#### Reading passage
========

Two designs with different topologies have been selected to optimise the converter efficiency.


The LVHC design aims to supply high performance processing elements, e.g. FPGAs, which require low voltages <1V at currents of up to 50A.


The LVMC supply is intended for voltages in the range of 3V to 12V and a power class around 20W to 50W. The design is based on a converter generating an intermediate voltage and one or several Point of Load converters placed close to the user circuit.

A concept for heat trasportation using heatpipes is designed in the project.


Designing power converters in the 50W range for use in space require high efficiency. GAN-FETs are used for the low on-resistance but introduce design challenges.

The voltage accuracy requirement for the digital parts is stringent. With high currents, low impedance is of great importance as each mOhm causes important voltage drop and dissipation.

The heat generated in digital parts running at high frequencies constitute a challenge in conduction cooled systems. 


The product aims to facilitate design of a Digital Payload Processor using high speed digital circuits with low voltage, high current supply needs.

========

#### Dataset excerpts
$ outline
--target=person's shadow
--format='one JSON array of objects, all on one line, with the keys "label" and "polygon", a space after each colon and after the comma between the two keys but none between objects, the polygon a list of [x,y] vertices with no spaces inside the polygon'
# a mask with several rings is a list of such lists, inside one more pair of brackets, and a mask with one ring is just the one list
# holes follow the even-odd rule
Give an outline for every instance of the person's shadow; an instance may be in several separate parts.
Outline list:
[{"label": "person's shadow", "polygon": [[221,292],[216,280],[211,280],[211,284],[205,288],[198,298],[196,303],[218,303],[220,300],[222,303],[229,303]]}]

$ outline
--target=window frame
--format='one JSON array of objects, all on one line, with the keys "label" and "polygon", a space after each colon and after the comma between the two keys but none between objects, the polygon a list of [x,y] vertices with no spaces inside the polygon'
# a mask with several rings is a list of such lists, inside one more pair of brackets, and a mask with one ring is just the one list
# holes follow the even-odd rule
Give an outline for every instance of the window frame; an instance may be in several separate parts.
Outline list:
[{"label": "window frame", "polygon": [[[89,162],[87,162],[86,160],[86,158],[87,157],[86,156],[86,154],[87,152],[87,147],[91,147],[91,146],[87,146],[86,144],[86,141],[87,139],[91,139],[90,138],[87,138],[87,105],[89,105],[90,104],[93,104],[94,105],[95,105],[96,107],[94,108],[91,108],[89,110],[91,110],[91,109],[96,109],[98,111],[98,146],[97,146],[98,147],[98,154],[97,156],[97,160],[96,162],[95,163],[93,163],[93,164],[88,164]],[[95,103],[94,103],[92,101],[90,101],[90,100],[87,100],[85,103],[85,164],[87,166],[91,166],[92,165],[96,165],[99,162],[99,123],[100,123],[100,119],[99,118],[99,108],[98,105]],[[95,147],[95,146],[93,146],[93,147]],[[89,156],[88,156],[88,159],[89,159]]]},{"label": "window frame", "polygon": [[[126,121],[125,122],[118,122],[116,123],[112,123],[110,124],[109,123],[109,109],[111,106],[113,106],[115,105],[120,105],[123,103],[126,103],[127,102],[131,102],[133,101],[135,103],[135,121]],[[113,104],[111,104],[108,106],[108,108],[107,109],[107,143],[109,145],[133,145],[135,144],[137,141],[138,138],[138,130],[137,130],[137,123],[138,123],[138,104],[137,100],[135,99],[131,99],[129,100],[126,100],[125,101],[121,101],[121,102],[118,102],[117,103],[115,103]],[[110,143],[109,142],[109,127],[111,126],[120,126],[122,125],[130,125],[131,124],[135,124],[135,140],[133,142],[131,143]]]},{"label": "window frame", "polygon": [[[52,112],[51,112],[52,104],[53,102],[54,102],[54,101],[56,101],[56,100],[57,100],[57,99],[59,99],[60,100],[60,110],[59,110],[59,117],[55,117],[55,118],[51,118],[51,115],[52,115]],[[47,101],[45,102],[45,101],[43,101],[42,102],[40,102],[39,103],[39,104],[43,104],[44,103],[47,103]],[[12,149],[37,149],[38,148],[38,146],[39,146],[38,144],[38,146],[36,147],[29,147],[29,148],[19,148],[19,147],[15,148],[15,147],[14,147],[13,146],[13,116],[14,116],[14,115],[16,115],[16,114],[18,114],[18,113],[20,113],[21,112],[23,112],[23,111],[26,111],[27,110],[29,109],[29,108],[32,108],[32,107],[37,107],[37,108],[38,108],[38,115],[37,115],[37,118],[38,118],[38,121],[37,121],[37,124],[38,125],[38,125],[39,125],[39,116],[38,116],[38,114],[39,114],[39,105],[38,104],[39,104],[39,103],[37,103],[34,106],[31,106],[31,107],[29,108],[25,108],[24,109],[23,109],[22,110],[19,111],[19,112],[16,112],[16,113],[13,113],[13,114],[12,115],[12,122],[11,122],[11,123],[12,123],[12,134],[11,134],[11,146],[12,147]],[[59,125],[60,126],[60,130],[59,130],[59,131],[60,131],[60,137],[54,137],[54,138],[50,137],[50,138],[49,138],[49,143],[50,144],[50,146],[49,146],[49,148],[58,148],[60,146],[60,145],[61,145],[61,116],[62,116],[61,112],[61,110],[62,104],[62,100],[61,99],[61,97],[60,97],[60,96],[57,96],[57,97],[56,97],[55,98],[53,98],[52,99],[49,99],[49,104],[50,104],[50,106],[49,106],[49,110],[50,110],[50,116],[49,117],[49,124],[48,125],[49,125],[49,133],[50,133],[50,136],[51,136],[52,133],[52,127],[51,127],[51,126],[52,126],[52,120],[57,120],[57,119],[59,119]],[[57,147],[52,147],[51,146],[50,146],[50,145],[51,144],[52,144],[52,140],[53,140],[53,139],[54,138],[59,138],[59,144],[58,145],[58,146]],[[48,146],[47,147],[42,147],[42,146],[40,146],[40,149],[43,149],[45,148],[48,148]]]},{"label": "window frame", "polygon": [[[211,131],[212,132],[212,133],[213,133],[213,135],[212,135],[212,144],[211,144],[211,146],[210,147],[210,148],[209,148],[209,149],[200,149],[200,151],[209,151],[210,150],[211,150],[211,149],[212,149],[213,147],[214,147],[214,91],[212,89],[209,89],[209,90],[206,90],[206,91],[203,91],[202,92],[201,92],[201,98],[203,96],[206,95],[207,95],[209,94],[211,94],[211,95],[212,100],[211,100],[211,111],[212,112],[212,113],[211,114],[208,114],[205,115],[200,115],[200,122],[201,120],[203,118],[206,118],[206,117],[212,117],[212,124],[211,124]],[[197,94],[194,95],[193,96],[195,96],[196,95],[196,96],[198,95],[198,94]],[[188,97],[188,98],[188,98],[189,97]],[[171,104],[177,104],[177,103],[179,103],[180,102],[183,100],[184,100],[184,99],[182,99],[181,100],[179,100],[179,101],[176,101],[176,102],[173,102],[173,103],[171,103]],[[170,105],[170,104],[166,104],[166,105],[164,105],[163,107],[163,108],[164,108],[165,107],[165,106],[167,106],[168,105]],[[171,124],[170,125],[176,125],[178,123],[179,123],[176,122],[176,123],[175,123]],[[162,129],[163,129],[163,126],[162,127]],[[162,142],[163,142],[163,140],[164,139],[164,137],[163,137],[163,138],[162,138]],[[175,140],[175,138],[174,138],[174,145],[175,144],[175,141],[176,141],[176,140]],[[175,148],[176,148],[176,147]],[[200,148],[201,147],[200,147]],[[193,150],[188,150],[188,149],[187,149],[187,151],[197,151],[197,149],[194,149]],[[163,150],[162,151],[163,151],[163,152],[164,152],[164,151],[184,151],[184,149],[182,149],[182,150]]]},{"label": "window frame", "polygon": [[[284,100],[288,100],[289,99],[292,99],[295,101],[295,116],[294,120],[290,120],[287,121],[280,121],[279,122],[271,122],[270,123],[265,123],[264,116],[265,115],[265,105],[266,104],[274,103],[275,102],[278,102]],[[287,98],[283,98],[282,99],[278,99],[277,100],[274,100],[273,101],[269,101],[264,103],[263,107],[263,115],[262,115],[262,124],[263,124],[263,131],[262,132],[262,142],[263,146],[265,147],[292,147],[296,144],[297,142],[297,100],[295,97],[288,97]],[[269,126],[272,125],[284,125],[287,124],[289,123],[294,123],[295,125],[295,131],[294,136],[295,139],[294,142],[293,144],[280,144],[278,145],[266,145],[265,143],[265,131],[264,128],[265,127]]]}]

========

#### What you will do
Continue the passage on power converter designs for space digital payloads, picking up after its final sentence.

#### Exercise answer
Recent developments of high-performance processing boards using ASICs and reconfigurable FPGAs, e.g. as being used in digital payload processors or navigation signal generators, revealed the need for point-of-load converters providing output voltages below 1 V and currents up to 50 A, while maintaining tight voltage tolerances. Additionally, several supplies between 5V and 1.2V with lower currents are needed on such boards.

System Architecture

The most commonly used concept in industry is the distributed power concept based on an isolated intermediate converter and local non-isolating buck-type converters. This is the commonly known point-of load converter concept. An interesting alternative is based on a high efficient resonant converter located close to the load. Due to the zero voltage and/or zero current switching, the resonant power stage features a high efficiency. However, due to the very limited voltage control capability a dedicated pre-regulator is required. Also, direct conversion via isolated power converters have been taken into account. These concepts were compared regarding technical performance including EMC as well as economic arguments.


The project was started in 2018 with an MTR in June and a design review in December 2019. 

Current status

The project has been completed.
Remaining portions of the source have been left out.